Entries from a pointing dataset

□ □ □ □ □ □ □

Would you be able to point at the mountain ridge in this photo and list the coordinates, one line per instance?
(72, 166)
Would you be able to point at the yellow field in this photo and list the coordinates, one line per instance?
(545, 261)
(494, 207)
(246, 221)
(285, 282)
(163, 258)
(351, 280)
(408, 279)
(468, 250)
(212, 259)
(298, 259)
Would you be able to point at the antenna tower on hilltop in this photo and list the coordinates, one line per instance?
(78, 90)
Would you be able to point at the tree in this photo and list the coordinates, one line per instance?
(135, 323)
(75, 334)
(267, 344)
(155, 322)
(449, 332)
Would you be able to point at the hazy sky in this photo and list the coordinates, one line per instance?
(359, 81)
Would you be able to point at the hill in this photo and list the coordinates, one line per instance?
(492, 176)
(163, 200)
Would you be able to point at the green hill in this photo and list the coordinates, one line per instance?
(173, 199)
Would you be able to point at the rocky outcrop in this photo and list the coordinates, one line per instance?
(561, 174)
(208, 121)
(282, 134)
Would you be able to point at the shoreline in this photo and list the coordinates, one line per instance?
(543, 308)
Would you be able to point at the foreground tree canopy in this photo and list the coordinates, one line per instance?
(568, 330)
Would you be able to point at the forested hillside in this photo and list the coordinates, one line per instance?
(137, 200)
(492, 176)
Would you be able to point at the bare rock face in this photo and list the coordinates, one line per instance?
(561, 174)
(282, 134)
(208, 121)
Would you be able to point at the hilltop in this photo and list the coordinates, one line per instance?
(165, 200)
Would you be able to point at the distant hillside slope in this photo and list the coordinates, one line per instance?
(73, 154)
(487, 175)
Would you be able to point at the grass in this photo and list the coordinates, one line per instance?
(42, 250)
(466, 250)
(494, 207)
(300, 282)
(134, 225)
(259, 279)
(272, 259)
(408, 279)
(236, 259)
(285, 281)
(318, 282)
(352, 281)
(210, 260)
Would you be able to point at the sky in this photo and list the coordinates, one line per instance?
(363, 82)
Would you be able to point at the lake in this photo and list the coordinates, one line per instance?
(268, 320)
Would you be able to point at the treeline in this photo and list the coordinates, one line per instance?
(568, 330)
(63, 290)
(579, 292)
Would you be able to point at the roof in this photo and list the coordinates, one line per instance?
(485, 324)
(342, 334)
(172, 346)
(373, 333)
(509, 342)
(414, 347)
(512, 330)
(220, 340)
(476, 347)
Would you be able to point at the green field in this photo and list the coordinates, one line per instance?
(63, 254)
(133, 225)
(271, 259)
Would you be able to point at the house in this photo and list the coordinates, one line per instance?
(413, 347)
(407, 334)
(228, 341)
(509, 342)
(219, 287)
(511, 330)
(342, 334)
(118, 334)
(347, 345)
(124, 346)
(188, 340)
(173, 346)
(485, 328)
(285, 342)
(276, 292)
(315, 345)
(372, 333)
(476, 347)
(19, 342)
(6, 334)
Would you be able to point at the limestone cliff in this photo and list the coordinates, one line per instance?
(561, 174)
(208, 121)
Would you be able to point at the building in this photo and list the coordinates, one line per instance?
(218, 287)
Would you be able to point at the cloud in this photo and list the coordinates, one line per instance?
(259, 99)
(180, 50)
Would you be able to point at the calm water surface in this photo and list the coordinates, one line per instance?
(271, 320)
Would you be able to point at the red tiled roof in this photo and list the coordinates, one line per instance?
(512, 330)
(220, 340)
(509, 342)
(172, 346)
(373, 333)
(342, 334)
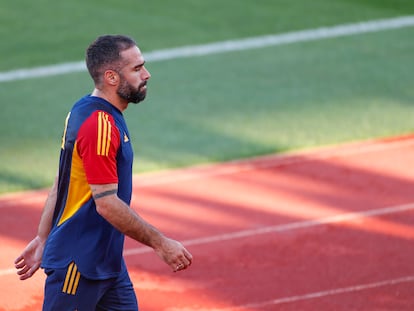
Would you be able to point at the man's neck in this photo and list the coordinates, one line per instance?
(112, 98)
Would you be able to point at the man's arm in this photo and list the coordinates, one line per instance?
(29, 260)
(126, 220)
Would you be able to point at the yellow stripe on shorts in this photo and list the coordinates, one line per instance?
(72, 280)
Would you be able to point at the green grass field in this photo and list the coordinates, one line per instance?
(211, 108)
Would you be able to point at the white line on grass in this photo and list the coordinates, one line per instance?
(321, 294)
(227, 46)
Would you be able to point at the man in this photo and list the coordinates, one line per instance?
(86, 215)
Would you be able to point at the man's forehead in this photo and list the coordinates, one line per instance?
(133, 55)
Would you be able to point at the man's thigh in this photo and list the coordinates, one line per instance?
(120, 296)
(68, 290)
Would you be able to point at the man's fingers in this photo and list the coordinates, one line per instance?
(18, 259)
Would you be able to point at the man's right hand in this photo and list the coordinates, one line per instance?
(29, 261)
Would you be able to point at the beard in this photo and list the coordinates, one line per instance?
(132, 95)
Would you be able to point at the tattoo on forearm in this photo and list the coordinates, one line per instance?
(105, 193)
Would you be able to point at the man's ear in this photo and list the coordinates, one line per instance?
(111, 77)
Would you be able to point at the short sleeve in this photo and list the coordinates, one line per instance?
(97, 144)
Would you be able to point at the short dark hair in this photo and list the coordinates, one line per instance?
(105, 53)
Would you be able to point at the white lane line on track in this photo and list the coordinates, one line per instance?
(285, 227)
(228, 46)
(264, 162)
(321, 294)
(271, 229)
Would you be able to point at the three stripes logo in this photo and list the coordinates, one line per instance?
(72, 280)
(104, 134)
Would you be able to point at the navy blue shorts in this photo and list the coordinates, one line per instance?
(68, 290)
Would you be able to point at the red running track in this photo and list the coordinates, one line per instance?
(329, 229)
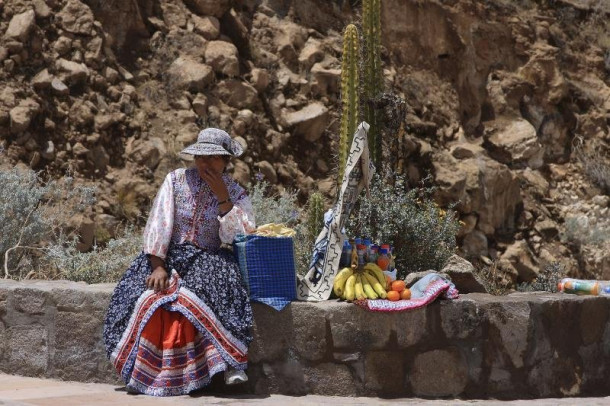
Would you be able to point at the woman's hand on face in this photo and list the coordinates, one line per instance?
(216, 183)
(158, 279)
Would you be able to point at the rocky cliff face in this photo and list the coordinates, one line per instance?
(502, 99)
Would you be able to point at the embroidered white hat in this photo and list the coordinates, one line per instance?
(214, 141)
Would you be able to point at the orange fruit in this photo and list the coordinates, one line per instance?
(388, 282)
(398, 285)
(393, 296)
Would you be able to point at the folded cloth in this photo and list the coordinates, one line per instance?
(275, 230)
(423, 292)
(268, 268)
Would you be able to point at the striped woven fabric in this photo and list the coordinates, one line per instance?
(174, 344)
(424, 292)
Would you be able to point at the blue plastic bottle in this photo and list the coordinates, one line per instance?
(346, 255)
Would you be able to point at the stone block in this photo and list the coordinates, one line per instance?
(78, 332)
(355, 329)
(511, 319)
(410, 327)
(355, 362)
(461, 319)
(271, 333)
(4, 299)
(385, 373)
(593, 318)
(438, 373)
(285, 377)
(309, 328)
(69, 300)
(29, 300)
(27, 350)
(79, 353)
(331, 379)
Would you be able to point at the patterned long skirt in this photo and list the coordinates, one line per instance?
(172, 342)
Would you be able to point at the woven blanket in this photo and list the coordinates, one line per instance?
(317, 284)
(423, 292)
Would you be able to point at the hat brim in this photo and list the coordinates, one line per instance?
(213, 149)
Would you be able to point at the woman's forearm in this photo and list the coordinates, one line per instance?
(156, 262)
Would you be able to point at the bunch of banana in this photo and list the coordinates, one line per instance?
(366, 283)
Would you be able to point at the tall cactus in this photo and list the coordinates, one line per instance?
(373, 79)
(315, 215)
(349, 94)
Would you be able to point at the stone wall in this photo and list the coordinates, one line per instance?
(516, 346)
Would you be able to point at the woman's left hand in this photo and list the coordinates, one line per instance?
(214, 180)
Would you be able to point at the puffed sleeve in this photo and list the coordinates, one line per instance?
(240, 220)
(158, 231)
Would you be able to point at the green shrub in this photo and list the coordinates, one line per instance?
(33, 214)
(423, 235)
(102, 264)
(597, 169)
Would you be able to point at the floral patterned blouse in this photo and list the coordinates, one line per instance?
(185, 209)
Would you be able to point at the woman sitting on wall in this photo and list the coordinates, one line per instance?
(181, 313)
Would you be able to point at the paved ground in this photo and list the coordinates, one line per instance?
(21, 391)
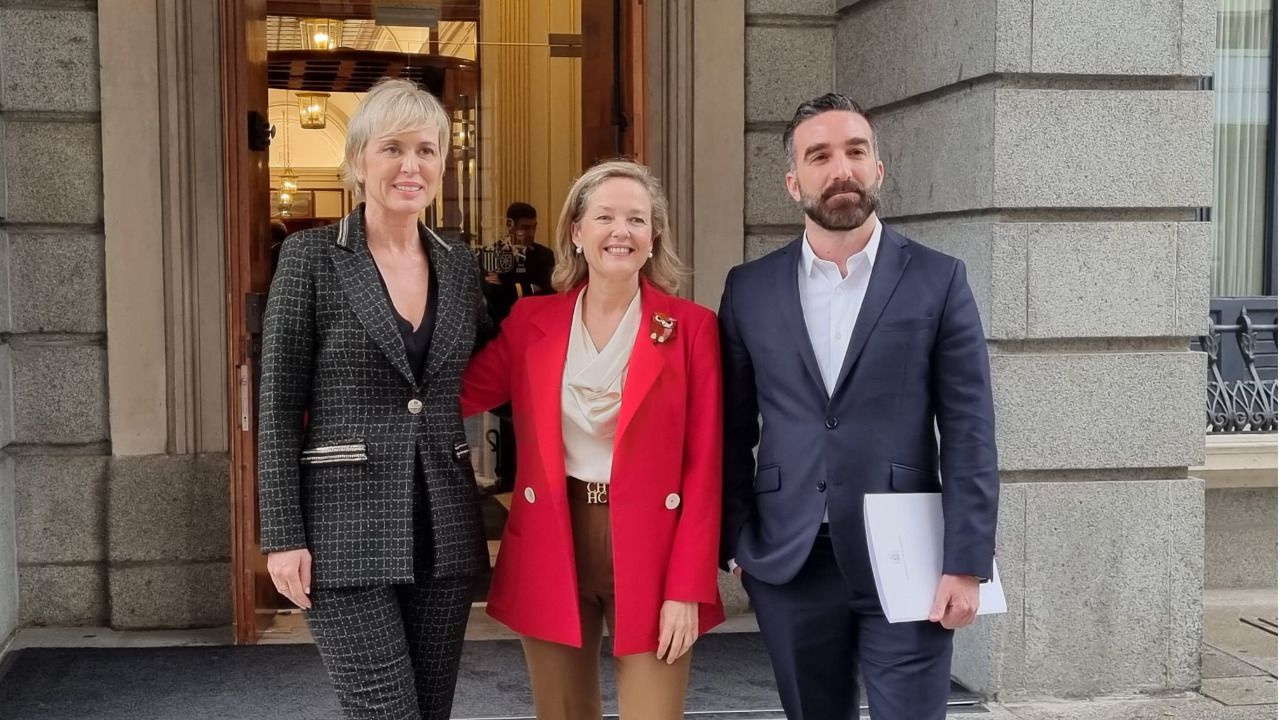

□ □ □ □ □ □ □

▶ INSTRUCTIONS FOR THE TASK
Find each row above that contains the word "blue", and copy every one of those rows in full.

▶ RESPONSE BELOW
Would you be able to point at the navy blue shorts in this photo and list the coordinates, one line per instance?
Would you be able to point at the blue plastic bottle in this photo and list the coordinates, one line per instance?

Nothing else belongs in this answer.